══ Records to process ══

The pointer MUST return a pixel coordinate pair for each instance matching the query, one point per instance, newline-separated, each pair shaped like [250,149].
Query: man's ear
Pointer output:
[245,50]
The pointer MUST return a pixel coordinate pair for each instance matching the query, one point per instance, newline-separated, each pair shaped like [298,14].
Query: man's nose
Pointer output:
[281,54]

═══
══ Records to process ══

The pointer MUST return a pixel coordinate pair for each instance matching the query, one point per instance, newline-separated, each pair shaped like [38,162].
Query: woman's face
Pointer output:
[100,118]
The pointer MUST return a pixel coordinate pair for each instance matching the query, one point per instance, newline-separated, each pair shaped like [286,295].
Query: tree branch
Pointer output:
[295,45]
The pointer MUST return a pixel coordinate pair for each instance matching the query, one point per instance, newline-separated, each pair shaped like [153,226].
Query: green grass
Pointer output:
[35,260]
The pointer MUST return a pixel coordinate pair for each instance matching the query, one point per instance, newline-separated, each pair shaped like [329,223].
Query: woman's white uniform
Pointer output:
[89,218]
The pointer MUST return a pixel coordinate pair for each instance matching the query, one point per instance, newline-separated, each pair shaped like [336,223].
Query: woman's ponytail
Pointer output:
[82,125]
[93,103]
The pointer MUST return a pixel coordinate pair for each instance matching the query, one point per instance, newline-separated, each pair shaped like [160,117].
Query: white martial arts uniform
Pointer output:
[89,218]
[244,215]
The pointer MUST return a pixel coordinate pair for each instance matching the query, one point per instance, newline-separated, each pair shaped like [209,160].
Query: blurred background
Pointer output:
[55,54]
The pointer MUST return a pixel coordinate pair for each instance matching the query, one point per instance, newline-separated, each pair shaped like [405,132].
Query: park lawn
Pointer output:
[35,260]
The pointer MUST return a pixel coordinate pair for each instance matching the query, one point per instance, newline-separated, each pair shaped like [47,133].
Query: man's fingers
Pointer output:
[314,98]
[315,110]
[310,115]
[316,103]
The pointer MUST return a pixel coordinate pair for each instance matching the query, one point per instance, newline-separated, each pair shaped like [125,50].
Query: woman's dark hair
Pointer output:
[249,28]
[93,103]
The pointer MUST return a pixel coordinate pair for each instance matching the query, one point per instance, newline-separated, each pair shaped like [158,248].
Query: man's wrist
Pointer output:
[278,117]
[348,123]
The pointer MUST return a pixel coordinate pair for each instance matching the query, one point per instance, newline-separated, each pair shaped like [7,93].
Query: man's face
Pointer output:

═══
══ Records to process ══

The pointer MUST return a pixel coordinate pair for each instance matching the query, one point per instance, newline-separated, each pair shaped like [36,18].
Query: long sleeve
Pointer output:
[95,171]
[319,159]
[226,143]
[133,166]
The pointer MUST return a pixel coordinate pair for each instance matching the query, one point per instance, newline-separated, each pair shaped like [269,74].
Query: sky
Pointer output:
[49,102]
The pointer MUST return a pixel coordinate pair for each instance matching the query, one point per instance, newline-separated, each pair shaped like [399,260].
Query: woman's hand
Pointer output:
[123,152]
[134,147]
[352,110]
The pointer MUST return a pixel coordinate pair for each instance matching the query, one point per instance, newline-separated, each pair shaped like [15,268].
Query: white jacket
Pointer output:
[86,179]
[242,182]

═══

Goal of the exercise => Lines from the entries that contain the string "white" must be found and copied.

Reply =>
Query: woman's white uniform
Query: white martial arts uniform
Query: white jacket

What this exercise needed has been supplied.